Dataset entries
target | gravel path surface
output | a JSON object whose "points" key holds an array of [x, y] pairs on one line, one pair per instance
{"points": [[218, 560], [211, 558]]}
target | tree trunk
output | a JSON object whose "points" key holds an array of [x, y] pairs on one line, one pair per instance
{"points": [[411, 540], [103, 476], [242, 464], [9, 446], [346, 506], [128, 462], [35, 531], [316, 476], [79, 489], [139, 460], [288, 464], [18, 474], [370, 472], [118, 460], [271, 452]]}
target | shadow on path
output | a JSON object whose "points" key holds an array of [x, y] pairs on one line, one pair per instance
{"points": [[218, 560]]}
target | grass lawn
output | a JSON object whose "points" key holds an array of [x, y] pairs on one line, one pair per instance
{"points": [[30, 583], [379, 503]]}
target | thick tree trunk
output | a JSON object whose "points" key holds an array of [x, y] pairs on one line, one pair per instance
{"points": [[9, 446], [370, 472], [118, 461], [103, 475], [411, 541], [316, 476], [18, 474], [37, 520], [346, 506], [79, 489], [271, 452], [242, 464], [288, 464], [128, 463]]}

- Task description:
An exact copy of the lines from the one with "target | grass lawn" through the final line of the entries is the whole answer.

- Written answer:
target | grass lawn
output | a JSON object whose "points" key holds an array of [x, y] pairs on one line, one pair per instance
{"points": [[30, 583], [379, 503]]}
target | thick tree trunk
output | a JSON object whose "points" key holds an array of [x, y] pairs on one line, one pair per instance
{"points": [[9, 446], [370, 472], [118, 461], [103, 475], [411, 541], [316, 476], [18, 474], [37, 520], [346, 506], [79, 489], [271, 452], [242, 464], [288, 464], [128, 463]]}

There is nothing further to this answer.